--- begin ---
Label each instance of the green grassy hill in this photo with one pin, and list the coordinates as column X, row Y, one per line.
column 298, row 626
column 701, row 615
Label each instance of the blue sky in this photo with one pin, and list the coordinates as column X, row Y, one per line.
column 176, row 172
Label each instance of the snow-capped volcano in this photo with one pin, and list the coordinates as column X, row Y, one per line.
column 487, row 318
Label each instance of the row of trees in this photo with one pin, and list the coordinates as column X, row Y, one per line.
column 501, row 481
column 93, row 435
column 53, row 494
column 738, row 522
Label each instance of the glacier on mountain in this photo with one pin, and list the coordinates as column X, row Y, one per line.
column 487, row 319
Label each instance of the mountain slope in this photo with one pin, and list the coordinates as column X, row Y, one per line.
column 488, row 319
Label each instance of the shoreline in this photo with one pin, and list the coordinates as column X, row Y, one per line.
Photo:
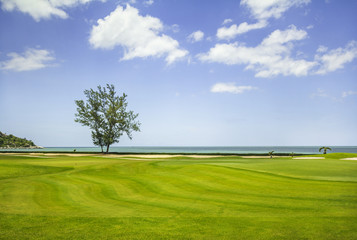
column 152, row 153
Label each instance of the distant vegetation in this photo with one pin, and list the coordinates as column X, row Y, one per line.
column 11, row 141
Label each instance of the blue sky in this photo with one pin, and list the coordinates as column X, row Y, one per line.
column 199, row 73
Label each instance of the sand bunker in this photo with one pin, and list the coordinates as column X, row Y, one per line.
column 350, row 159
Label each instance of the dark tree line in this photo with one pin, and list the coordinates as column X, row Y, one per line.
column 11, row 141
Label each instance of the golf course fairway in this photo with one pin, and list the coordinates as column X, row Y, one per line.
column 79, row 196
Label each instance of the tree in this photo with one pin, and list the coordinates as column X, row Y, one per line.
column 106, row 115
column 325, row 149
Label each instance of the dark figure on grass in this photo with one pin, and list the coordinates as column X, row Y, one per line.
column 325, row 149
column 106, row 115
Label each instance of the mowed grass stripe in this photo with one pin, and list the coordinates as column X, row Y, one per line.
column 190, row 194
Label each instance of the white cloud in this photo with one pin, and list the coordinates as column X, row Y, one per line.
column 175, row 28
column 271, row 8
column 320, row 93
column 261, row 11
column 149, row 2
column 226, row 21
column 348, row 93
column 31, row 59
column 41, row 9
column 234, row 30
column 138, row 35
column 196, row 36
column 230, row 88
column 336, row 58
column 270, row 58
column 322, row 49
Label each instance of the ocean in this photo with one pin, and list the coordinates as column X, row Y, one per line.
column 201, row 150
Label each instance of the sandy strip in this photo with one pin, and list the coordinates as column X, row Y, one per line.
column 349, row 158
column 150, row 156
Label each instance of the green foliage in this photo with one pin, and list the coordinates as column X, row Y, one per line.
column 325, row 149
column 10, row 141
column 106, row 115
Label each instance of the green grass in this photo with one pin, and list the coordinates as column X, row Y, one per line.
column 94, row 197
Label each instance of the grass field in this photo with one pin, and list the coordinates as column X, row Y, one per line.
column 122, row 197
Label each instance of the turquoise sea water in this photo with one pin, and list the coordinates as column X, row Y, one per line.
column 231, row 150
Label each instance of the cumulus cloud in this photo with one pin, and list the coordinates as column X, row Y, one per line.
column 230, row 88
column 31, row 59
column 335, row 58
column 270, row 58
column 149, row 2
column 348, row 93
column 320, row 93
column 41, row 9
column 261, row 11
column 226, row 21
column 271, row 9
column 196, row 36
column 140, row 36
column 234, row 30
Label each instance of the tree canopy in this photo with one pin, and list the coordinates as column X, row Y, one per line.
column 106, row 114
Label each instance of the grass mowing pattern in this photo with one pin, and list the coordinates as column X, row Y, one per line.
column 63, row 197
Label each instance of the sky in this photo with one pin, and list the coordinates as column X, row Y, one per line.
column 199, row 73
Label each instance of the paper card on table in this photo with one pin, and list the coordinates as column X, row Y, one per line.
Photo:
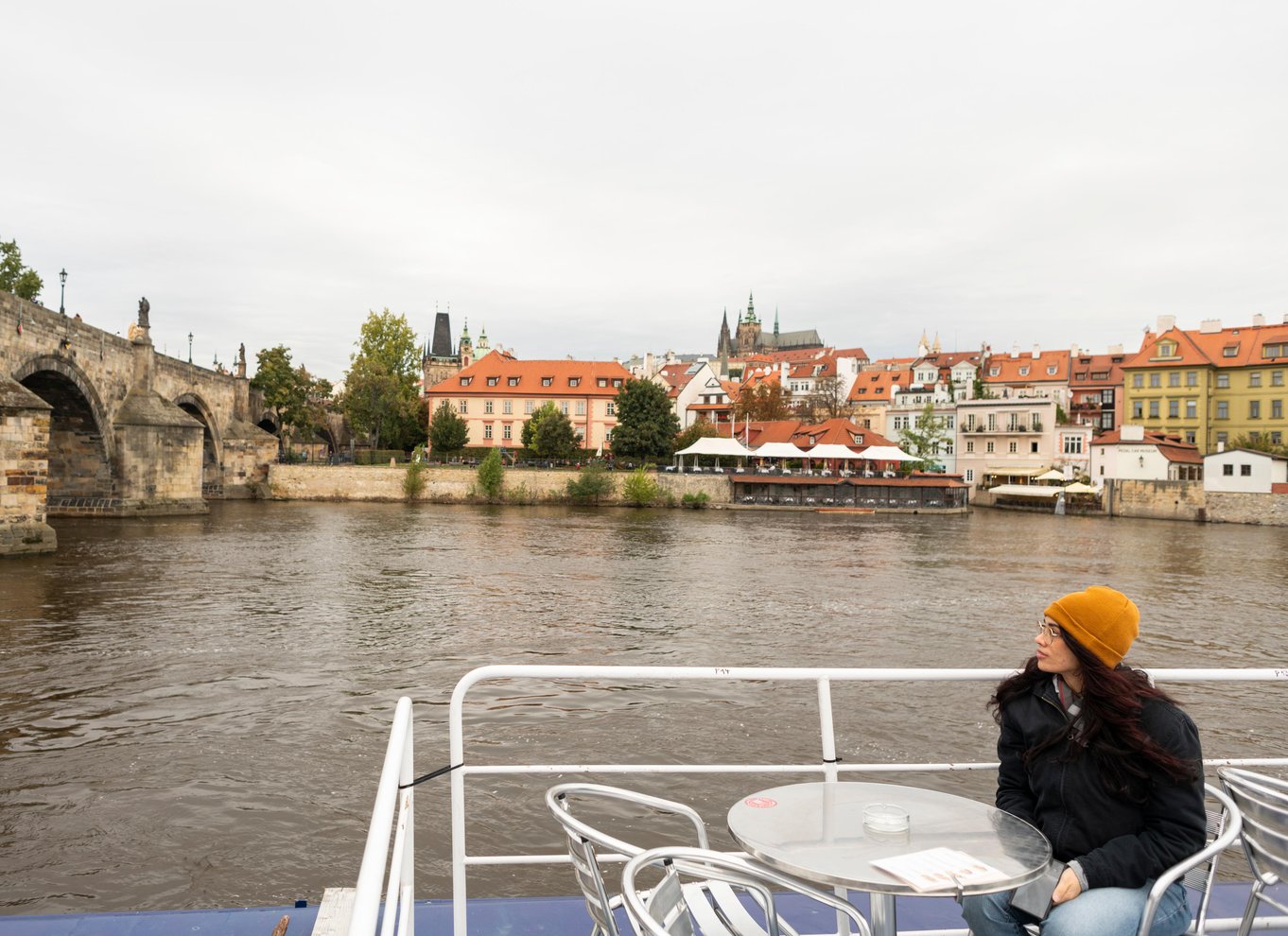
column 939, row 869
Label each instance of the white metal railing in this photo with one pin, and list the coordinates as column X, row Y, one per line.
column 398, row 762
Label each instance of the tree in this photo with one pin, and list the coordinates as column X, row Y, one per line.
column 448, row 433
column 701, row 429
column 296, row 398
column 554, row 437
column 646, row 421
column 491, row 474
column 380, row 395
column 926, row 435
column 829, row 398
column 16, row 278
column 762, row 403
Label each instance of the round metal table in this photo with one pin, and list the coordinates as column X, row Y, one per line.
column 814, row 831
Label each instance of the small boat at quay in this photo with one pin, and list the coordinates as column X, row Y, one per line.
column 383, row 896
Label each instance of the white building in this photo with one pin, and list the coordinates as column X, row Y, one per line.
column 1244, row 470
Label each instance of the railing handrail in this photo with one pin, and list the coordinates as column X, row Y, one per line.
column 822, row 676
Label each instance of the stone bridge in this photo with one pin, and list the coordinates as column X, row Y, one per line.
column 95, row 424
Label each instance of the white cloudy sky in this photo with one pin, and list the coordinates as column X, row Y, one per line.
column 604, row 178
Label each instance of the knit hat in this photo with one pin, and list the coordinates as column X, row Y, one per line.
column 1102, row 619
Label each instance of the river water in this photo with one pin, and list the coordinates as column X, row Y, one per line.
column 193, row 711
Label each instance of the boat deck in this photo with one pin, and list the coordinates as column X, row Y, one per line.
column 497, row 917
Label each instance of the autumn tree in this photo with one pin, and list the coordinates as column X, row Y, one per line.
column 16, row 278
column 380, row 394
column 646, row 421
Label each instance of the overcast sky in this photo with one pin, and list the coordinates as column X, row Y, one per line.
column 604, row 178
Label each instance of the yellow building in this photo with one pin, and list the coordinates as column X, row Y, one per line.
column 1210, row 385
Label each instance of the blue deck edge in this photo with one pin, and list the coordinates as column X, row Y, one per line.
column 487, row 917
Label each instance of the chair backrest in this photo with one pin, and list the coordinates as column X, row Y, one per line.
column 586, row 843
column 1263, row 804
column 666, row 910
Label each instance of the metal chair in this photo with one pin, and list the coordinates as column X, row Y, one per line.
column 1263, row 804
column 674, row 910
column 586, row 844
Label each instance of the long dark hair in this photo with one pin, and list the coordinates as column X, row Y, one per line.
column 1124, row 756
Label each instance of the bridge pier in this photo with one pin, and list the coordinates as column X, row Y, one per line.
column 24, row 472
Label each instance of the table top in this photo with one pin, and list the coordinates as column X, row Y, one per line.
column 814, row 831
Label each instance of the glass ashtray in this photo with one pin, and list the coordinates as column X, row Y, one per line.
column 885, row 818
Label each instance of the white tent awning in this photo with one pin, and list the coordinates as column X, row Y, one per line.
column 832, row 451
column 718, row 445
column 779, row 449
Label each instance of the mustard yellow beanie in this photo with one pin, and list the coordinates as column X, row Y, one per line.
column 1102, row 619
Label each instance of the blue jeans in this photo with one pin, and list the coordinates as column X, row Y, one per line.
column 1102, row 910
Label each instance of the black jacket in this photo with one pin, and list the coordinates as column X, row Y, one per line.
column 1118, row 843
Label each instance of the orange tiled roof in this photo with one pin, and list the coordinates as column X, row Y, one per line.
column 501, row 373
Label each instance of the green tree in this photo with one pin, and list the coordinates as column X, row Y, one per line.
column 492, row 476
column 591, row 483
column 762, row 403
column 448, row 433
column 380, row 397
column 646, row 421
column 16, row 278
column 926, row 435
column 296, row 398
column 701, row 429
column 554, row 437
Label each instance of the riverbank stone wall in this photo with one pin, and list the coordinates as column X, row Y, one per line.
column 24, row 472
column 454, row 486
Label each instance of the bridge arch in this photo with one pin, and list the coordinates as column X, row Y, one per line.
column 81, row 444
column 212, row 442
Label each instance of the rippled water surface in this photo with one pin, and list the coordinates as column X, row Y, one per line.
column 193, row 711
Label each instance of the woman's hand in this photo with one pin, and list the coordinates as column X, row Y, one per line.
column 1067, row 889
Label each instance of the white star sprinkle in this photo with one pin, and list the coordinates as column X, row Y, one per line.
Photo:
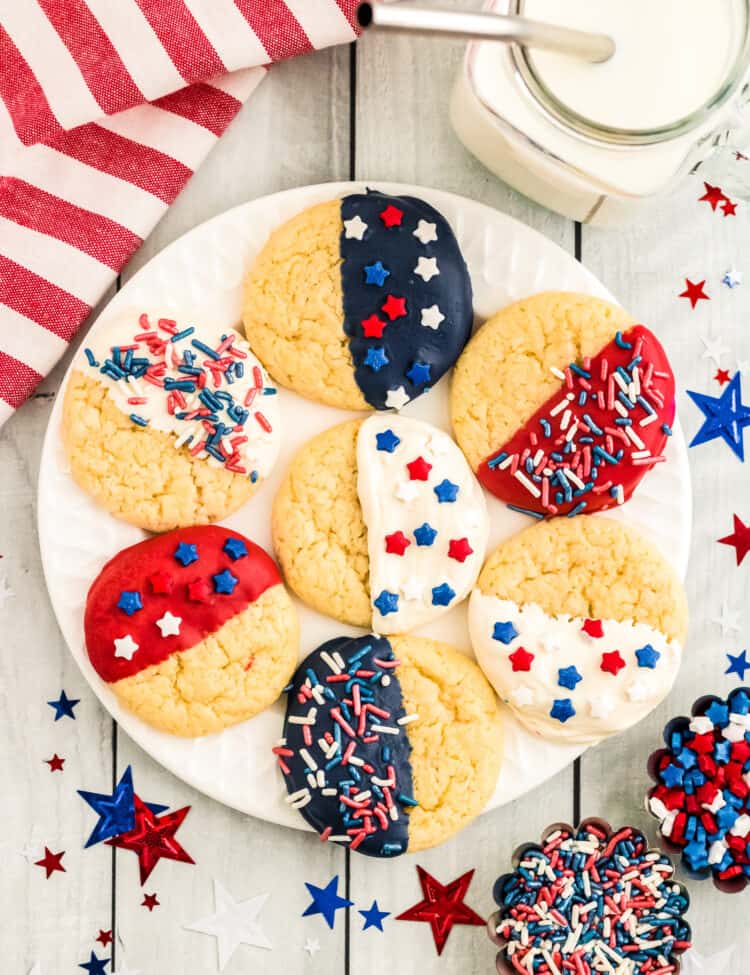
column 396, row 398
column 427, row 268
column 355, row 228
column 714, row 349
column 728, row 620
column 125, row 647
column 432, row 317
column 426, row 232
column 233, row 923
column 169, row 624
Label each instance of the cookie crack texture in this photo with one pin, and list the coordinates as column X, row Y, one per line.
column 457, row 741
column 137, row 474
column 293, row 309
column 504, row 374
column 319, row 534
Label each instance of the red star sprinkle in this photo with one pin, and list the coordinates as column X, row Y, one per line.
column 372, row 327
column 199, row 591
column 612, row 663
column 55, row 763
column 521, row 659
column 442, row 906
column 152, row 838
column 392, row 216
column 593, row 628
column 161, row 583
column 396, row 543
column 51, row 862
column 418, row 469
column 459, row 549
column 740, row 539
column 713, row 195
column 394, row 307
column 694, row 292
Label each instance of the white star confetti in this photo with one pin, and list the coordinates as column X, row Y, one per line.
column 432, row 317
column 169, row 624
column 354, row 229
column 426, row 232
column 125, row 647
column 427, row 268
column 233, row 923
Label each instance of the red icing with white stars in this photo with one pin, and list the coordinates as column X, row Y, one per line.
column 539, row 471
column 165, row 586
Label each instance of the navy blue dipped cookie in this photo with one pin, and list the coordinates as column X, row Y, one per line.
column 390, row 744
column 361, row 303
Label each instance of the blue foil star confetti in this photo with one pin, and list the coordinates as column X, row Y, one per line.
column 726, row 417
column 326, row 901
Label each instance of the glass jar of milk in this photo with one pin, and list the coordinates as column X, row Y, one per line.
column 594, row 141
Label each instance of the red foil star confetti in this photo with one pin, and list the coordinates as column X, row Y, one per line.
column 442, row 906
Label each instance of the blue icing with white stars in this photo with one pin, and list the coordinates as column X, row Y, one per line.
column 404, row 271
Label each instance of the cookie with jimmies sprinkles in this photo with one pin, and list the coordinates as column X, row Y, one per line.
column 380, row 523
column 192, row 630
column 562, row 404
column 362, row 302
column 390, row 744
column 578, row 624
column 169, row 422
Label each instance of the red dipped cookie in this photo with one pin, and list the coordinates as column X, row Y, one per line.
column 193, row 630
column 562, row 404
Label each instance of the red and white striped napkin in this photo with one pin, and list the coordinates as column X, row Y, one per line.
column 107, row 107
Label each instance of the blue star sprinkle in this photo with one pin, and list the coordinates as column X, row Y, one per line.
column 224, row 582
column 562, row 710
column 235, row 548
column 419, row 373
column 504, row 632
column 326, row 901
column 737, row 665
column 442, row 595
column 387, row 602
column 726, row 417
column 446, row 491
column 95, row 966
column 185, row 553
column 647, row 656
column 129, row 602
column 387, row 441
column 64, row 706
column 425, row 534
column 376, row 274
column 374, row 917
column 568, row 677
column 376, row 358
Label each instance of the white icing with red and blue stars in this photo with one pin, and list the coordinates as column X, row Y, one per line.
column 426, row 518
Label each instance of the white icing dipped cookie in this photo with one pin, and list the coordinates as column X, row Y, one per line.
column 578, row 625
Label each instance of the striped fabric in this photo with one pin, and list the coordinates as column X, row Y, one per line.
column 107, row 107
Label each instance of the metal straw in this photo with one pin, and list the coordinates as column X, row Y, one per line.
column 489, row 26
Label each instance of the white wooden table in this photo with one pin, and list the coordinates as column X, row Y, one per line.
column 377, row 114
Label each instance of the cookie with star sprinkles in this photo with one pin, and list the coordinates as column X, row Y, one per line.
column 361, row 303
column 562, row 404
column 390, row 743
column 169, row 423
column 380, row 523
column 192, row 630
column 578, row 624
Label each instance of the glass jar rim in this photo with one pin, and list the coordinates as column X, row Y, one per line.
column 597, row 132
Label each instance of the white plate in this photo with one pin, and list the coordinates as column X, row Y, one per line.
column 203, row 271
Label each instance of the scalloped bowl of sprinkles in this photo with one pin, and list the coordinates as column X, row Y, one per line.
--- end ---
Reproduce the part of the data that opens with the line containing "Label each instance of the rippled" and closes with the line containing "column 1067, row 889", substituting "choppy" for "rippled" and keeping everything else the same.

Label each instance of the choppy water surface in this photo with one pin, and list the coordinates as column X, row Y, one per line.
column 193, row 711
Label each instance of the woman's hand in this photo with one pin, and list the coordinates as column X, row Y, one per line.
column 1067, row 889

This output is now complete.